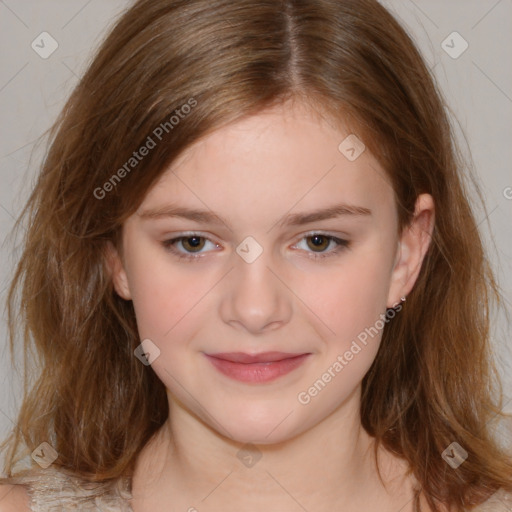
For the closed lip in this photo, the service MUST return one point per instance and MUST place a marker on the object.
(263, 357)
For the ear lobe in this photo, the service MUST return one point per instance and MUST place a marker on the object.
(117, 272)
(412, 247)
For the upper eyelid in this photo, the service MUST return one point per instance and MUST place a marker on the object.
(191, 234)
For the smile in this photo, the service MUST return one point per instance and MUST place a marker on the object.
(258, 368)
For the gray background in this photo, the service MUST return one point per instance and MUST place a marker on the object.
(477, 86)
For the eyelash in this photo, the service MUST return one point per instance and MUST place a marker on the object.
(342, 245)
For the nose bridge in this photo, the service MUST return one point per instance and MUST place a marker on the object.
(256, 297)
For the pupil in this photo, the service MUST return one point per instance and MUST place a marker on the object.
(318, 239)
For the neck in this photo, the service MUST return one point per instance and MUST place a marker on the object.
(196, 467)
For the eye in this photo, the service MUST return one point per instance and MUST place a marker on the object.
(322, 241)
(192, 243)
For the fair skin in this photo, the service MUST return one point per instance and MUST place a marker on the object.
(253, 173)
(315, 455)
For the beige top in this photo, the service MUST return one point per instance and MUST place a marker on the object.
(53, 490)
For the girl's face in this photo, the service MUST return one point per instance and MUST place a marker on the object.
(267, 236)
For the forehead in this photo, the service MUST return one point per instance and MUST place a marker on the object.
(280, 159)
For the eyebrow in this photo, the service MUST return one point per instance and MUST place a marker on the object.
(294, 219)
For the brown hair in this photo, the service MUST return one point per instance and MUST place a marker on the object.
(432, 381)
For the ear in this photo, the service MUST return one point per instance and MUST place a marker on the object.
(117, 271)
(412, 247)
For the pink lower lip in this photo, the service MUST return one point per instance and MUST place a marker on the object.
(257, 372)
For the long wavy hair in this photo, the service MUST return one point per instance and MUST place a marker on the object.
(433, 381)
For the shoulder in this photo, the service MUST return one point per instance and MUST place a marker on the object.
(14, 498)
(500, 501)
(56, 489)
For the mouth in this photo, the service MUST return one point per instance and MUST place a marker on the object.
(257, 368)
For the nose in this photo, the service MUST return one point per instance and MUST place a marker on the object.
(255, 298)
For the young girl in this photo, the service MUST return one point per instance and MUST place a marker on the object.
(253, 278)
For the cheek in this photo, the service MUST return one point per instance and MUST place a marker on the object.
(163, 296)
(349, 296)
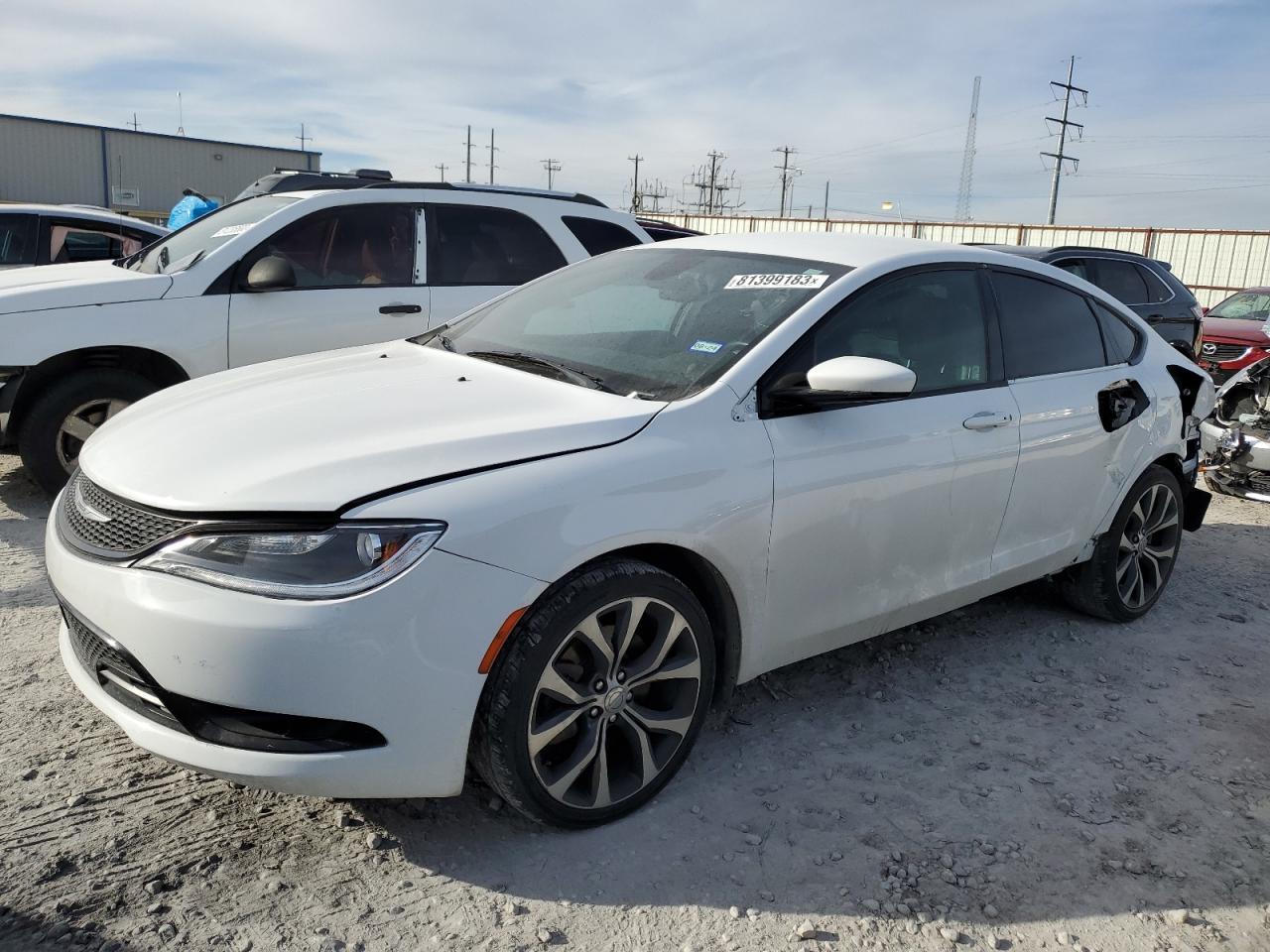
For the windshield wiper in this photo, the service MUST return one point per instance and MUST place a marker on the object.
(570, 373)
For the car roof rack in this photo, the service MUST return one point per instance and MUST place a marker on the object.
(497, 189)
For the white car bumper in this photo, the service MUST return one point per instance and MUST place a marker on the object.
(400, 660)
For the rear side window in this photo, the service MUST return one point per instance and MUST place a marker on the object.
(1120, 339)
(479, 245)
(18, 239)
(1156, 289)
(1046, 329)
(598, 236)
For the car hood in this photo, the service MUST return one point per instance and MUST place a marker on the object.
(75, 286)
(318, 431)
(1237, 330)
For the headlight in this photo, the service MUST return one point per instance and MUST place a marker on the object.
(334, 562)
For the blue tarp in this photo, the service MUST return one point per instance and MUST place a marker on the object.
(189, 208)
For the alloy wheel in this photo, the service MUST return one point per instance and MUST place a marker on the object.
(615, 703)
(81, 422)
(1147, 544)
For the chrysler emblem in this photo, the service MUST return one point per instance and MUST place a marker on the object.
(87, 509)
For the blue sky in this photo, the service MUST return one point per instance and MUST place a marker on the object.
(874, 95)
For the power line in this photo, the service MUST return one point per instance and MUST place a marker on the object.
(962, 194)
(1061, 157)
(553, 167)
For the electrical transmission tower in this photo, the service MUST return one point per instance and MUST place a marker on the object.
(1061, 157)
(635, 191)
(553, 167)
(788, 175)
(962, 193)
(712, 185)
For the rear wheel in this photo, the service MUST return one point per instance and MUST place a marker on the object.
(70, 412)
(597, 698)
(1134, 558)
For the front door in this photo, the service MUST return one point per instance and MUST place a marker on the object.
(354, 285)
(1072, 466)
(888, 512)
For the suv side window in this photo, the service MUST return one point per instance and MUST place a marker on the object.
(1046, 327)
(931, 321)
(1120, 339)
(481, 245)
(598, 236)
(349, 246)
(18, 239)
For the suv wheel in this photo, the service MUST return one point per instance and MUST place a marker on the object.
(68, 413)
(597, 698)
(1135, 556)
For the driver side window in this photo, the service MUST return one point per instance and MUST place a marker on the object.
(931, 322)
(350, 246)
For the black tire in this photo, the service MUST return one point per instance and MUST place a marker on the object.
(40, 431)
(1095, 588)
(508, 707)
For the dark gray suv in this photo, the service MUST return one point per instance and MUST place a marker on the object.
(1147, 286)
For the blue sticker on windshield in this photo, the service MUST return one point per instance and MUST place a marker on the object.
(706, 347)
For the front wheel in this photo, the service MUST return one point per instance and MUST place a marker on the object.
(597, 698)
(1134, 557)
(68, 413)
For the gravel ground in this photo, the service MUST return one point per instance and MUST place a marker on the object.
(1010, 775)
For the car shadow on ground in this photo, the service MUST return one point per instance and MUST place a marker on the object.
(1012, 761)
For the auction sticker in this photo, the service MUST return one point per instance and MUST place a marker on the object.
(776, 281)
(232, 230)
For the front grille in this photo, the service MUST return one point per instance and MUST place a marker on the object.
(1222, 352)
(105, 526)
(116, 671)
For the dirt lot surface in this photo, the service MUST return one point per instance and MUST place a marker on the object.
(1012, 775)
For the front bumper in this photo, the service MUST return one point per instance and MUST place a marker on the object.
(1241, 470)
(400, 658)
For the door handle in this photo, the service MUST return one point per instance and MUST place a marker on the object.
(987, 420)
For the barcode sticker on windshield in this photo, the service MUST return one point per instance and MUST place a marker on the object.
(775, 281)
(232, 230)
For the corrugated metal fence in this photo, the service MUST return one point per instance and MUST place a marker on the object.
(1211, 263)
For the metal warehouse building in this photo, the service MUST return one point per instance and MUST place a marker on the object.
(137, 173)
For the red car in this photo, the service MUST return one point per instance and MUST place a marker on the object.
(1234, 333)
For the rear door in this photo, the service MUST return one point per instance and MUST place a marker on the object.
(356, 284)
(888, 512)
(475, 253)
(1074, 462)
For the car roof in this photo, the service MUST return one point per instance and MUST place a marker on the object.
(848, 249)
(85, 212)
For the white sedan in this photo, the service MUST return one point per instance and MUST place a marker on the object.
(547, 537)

[Problem requirements] An exact copy of the entries, minus the pictures, is what's needed here.

[Task response]
For the closed lip in this photo, the service MUST return one point per instance and MUST place a marker on the object.
(263, 357)
For the ear lobe in this photo, the service MUST return one point per instance and MUST place a marker on the object.
(117, 272)
(412, 247)
For the upper eyelid in this photo, the service MUST return one point per instance and MUST place a marker on the object.
(191, 234)
For the smile in this photo, the service MUST return one point per instance and MUST place a marker on the object.
(258, 368)
For the gray background in this photo, the service MUST return one point per instance and MUST place a marker on the object.
(477, 86)
For the eyelash in this photo, the service MUST return one point per instance and MUST place a marker on the object.
(342, 245)
For the nose bridge in this photo, the service MUST return one point per instance and MUST place a marker on the object.
(256, 297)
For the pupil in this photo, the service MUST return one point per instance and MUST place a marker on the object.
(318, 239)
For the neck in this photo, the service MUST return one point per instance and MUST place a marker on the object.
(196, 467)
For the eye in this photo, the service MUST return one point per instance and MUST place a marker on the object.
(322, 241)
(192, 243)
For the fair skin in this photo, the service MUST return one point per instance and MUST place a marker on the object.
(253, 173)
(315, 455)
For the beige top in this photo, the service MUST return one point per instance and MUST place a marker on the object.
(53, 490)
For the girl's face in this photo, the service MUST return one point per instance and MUST place a marker on the object.
(267, 236)
For the forehead in this photo, the service MUST return one point per instance and MUST place a marker on the object.
(280, 159)
For the eyebrow in this photo, the service MUST return one point per instance and MUST place a marker on the object.
(294, 219)
For the brown hair in this photo, the service MUST return one point per instance and MUST place a marker on the object.
(432, 381)
For the ear in this photo, the service MUST return one point per instance and MUST place a marker on the object.
(117, 271)
(412, 247)
For the pink lower lip in this photo, the service MUST return one point per instance and MUST place a marker on the object.
(257, 372)
For the long wavy hair in this photo, the service MUST return one point per instance and MUST place a marker on the object.
(433, 381)
For the shoulder in this photo, the service MUST return one point per instance and MUST place a marker on the object.
(14, 498)
(500, 501)
(56, 489)
For the mouth in this photo, the service MUST return one point per instance and MUST place a marker on the object.
(257, 368)
For the nose in this photo, the service MUST return one point per instance and MUST place a marker on the object.
(255, 298)
For the young girl in this photo, the service MUST return one point per instance and MUST place a marker on the object.
(253, 278)
For the cheek in this photo, the service MUST return one point per instance and MUST place a marker on the object.
(163, 296)
(349, 296)
For the windshield wiper in this photo, the service MUST return one point per instance and MUST place a marker on the object.
(570, 373)
For the car roof rack in this photo, the service MUST return one point per instance and MUST place a marker on the object.
(497, 189)
For the white car bumper in this photo, the service MUST return one point per instance and MUST place a marker on the object.
(400, 660)
For the rear side window in this photo, the service MUST return one point per instance and MUST place a marker on the object.
(1120, 339)
(479, 245)
(18, 239)
(1156, 289)
(1046, 329)
(598, 236)
For the car hood in this photo, the service MUST return one point per instance and MUST place a marker on the object.
(75, 286)
(318, 431)
(1237, 330)
For the headlight in this photo, the service MUST return one point per instance and MUST place a marker on the object.
(334, 562)
For the blue tarp in this photo, the service MUST return one point per instance and MUST place a marker on the object.
(189, 208)
For the alloy wheel in this photo, the service MUST return one point per instance and MUST place a marker on the object.
(615, 703)
(81, 422)
(1147, 544)
For the chrysler emblem in this photo, the service MUST return one point per instance and MUST place a marker on the object.
(87, 509)
For the blue sky in this photo, the service MUST return one point per instance and MUST place a marker on the object.
(874, 95)
For the power line in this photo, the service MUST return one point per instance and MUST place a marker on the object.
(962, 194)
(1061, 157)
(553, 167)
For the electrical transmission tower in this photo, the service MUST return one point per instance and MUST place a marker on the object.
(1061, 157)
(635, 191)
(553, 167)
(788, 175)
(962, 193)
(712, 185)
For the rear wheel in this photo, the service MUST return one point per instance and MUST place a marker on the object.
(70, 412)
(597, 698)
(1134, 558)
For the front door in this photo, the service MUST return one point per instance and MUST place a marker on the object.
(354, 285)
(1072, 466)
(888, 512)
For the suv side window in this photo, the service MUST return one point per instance and MUST place a marker on the object.
(1046, 327)
(931, 321)
(1120, 339)
(481, 245)
(598, 236)
(349, 246)
(18, 239)
For the suv wheel in this photo, the service MUST return one point per instance and MUST place a marker on the object.
(68, 413)
(597, 698)
(1135, 556)
For the driver side window in this photo, the service MUST return one point per instance and MUST place a marker on the object.
(931, 322)
(350, 246)
For the black tire in this photo, the service MUST return one point per instance and MUST place a marker on the object.
(40, 431)
(1095, 588)
(508, 707)
For the dark gray suv in this photo, the service MUST return one point per instance and MUST place a marker on the object.
(1147, 286)
For the blue sticker on windshield in this photo, the service MUST return one point per instance and MUST place a marker on the object.
(706, 347)
For the front wheel in this photo, the service MUST return one point per instance and MUST place a marker on the object.
(597, 698)
(1134, 557)
(68, 413)
For the gravel ground in this photo, the service MUST return one point per instance and MUST place a marker on the object.
(1010, 775)
For the car shadow on ground in this photo, the service MUST return one point per instance and MUST place a marker on the object.
(1012, 761)
For the auction sticker in this photo, the service MUST return one point per instance and MUST place a marker on the object.
(776, 281)
(232, 230)
For the front grille in this photo, the service MUST return one point per instance and MUST place a marker on the object.
(1222, 352)
(105, 526)
(116, 671)
For the dirt lot surface in this photo, the service MUST return one point per instance and MUST place a marker on the object.
(1012, 775)
For the front bumper in this photo, the service MUST return one point per instance and MUST place a marker on the object.
(1241, 470)
(400, 658)
For the door handle in this photo, the service MUST return one point per instance and MUST place a marker on the object.
(987, 420)
For the barcode sticker on windshield in this photo, the service MUST return one point per instance and MUST place a marker on the object.
(775, 281)
(232, 230)
For the corrugated metal fence in this photo, the service MUST return one point per instance and MUST place a marker on the object.
(1211, 263)
For the metal warehouse building in this photo, the service MUST return one point per instance and MUST place a marker on the object.
(137, 173)
For the red car in this photo, the service MUST return one point per instance and MUST place a marker on the object.
(1234, 333)
For the rear door in this photo, the service MUST return one point per instance and MUST place a marker on the object.
(356, 284)
(888, 512)
(475, 253)
(1074, 462)
For the car roof in this photo, the service MUST return one point per instance and MUST place a marker on the object.
(848, 249)
(85, 212)
For the white sedan in this photo, the service MUST return one point per instance and MUST place a marker on the object.
(547, 537)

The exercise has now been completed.